→ **Listed records**
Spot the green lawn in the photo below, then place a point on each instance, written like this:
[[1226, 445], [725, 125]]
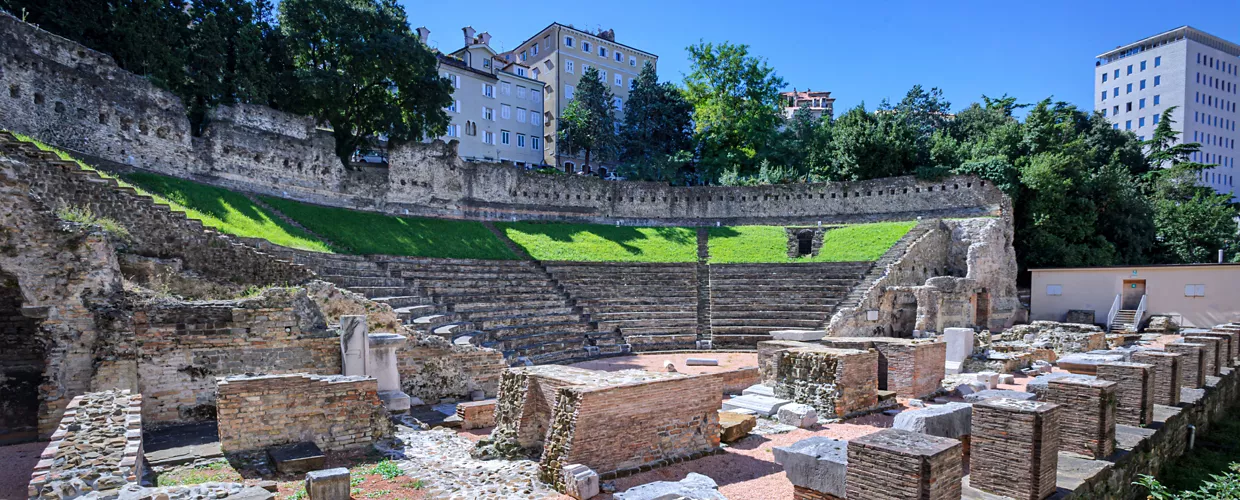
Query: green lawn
[[603, 243], [769, 243], [370, 233], [226, 211]]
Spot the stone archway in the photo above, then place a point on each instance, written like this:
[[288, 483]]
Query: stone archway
[[22, 366]]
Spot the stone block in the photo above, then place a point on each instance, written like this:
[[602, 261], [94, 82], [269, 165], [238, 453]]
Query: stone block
[[296, 458], [945, 421], [899, 464], [799, 335], [693, 486], [1088, 424], [797, 415], [1016, 448], [992, 393], [764, 406], [701, 361], [1135, 391], [1192, 364], [817, 463], [579, 482], [327, 484], [1167, 377], [735, 426]]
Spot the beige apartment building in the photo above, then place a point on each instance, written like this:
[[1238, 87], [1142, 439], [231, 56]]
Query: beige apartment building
[[557, 56], [1193, 294], [497, 107]]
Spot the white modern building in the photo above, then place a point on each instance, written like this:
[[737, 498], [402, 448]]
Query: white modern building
[[1192, 70]]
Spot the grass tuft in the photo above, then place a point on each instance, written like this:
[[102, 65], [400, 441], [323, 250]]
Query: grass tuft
[[603, 243], [769, 243]]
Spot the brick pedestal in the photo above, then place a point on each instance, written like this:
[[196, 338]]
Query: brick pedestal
[[1213, 352], [1016, 448], [1166, 375], [899, 464], [1135, 391], [1192, 364], [1088, 423]]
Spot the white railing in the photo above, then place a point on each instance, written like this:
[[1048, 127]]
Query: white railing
[[1115, 309], [1141, 313]]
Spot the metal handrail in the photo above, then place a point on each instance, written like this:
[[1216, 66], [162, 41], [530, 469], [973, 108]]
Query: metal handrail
[[1115, 309]]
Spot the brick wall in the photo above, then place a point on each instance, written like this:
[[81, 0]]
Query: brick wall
[[334, 412]]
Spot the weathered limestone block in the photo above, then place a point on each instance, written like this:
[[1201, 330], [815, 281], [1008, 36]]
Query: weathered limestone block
[[817, 463], [945, 421], [1089, 416], [1166, 375], [1135, 391], [899, 464], [1016, 448], [329, 484], [1192, 362]]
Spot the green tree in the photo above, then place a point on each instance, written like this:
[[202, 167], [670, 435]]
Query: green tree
[[365, 72], [656, 134], [589, 120], [735, 103]]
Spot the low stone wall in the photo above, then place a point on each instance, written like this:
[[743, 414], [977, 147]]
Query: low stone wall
[[334, 412], [97, 448]]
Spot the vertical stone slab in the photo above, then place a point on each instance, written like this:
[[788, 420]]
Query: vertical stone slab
[[1167, 376], [1088, 424], [1213, 352], [354, 345], [1192, 364], [899, 464], [1016, 448], [1135, 391]]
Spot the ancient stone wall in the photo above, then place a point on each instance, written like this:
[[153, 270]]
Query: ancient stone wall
[[94, 452], [334, 412], [78, 99]]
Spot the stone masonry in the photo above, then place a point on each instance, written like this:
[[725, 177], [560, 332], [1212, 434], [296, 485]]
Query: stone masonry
[[1088, 422], [1016, 448], [96, 450], [1166, 375], [899, 464], [335, 412], [1192, 362], [1135, 391]]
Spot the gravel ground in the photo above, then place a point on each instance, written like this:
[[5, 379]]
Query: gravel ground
[[19, 460]]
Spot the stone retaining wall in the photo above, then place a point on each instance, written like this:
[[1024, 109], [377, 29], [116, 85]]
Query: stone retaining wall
[[334, 412], [78, 99], [96, 450]]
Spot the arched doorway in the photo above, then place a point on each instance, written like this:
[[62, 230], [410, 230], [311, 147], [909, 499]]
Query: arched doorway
[[22, 362]]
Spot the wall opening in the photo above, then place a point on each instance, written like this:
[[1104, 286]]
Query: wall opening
[[22, 362]]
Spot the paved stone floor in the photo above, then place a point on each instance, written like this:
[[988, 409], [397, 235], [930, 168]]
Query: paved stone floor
[[19, 460]]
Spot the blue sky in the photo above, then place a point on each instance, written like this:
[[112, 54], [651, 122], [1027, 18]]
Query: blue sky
[[864, 51]]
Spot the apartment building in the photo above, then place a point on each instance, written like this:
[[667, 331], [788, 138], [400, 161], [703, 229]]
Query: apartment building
[[497, 107], [820, 103], [1184, 67], [557, 56]]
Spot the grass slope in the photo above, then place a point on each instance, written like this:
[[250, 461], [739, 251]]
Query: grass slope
[[769, 243], [603, 243], [370, 233], [226, 211]]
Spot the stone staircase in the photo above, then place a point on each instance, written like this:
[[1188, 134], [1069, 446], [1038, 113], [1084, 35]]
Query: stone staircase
[[1125, 320], [651, 305], [748, 302], [513, 307]]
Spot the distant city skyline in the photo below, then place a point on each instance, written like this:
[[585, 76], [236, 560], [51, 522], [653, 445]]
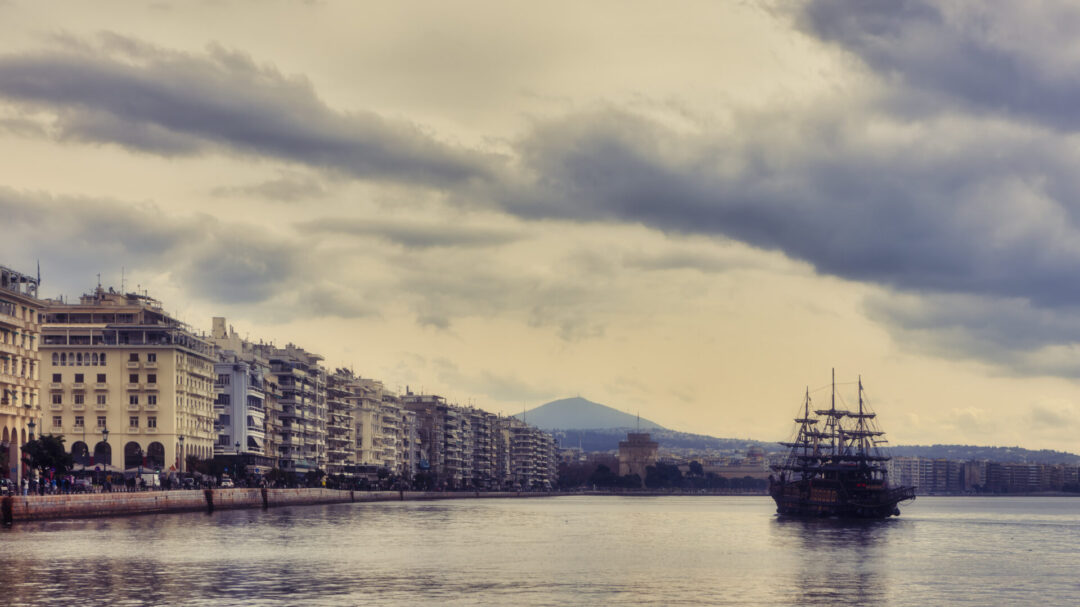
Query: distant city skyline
[[691, 212]]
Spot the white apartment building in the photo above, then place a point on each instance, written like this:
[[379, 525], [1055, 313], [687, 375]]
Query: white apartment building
[[126, 383]]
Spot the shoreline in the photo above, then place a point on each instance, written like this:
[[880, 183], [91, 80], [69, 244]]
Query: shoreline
[[23, 509]]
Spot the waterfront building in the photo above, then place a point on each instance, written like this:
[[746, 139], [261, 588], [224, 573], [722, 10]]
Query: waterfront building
[[341, 389], [302, 415], [433, 428], [19, 367], [124, 376], [240, 405], [636, 453], [532, 456], [484, 430]]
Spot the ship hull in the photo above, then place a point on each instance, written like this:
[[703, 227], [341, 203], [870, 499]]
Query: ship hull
[[818, 500]]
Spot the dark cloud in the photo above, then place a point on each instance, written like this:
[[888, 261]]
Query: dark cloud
[[223, 262], [414, 234], [1008, 333], [130, 93], [988, 212], [1012, 57]]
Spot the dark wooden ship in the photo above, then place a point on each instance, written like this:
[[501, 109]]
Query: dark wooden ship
[[835, 467]]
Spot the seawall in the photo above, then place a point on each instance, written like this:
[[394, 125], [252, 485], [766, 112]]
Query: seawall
[[84, 506]]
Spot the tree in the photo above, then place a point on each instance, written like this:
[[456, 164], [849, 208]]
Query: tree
[[662, 475], [48, 454]]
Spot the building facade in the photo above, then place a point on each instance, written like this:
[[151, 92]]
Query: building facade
[[127, 385], [19, 367]]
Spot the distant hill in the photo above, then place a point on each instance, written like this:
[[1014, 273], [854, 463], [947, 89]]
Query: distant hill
[[608, 441], [582, 414], [973, 453]]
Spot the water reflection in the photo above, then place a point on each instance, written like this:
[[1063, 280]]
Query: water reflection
[[840, 562]]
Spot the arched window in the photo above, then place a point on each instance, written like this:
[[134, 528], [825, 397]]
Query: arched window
[[156, 455], [133, 455], [103, 454], [80, 453]]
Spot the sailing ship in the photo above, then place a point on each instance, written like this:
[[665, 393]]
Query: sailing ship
[[835, 466]]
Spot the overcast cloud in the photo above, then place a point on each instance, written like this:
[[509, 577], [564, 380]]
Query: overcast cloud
[[916, 157]]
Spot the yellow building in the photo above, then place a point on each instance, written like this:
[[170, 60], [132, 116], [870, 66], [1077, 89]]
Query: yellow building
[[126, 385], [19, 373]]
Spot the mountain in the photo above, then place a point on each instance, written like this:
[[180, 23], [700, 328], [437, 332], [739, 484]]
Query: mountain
[[582, 414]]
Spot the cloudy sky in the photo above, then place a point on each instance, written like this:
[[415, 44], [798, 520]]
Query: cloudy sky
[[692, 213]]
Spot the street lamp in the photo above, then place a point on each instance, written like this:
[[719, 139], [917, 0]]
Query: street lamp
[[106, 454]]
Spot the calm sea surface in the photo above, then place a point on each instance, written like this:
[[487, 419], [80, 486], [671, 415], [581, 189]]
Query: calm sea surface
[[557, 551]]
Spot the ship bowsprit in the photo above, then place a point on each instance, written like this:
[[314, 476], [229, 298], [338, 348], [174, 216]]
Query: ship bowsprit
[[836, 469]]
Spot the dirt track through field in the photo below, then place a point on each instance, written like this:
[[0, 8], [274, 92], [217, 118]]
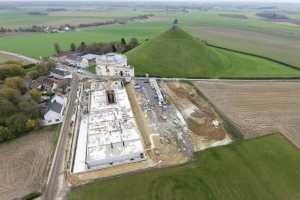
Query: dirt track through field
[[23, 164], [258, 107]]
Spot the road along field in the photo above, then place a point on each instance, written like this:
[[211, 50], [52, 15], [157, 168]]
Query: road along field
[[258, 107], [23, 164], [244, 170], [198, 114]]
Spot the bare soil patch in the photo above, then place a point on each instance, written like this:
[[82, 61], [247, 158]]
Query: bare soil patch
[[258, 107], [24, 163], [197, 113]]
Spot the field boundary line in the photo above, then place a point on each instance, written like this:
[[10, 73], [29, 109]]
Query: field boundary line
[[253, 54]]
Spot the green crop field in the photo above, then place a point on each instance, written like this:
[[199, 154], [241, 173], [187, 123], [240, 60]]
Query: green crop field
[[14, 18], [175, 53], [41, 44], [266, 168], [254, 35]]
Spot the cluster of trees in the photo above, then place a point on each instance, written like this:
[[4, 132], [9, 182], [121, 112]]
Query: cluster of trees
[[101, 47], [19, 107]]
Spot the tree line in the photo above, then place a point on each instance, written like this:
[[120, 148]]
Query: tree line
[[44, 28], [19, 105], [101, 47]]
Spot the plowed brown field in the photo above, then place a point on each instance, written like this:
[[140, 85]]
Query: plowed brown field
[[23, 164], [258, 107]]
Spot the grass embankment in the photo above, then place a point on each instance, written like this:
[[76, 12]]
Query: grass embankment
[[263, 168], [175, 53]]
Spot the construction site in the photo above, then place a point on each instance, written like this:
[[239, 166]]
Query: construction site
[[127, 124]]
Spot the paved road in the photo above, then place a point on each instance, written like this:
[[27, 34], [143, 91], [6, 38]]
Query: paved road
[[56, 187], [22, 57]]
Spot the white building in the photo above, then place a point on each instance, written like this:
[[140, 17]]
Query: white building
[[108, 135], [54, 114], [155, 86], [60, 73], [114, 65]]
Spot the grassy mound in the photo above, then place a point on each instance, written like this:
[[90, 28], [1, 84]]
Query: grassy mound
[[266, 168], [175, 53]]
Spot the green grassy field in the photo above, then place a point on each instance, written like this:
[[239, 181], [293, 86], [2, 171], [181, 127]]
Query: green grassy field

→ **What is required**
Could you set down exactly the lines from the one containing "[[140, 17]]" through the last line of the records above, both included?

→ **Task response**
[[140, 17]]
Query: white building
[[108, 135], [54, 114], [155, 86], [60, 73], [114, 65]]
Spot the grassy mound in the photo above, then place a point on each instance, written like this:
[[90, 28], [1, 84]]
Query: grassy mound
[[266, 168], [175, 53]]
Spot the green grassy field in the photo above, then place a point on each instance, written like this:
[[239, 181], [293, 86], [2, 171], [181, 127]]
Query: green grassy field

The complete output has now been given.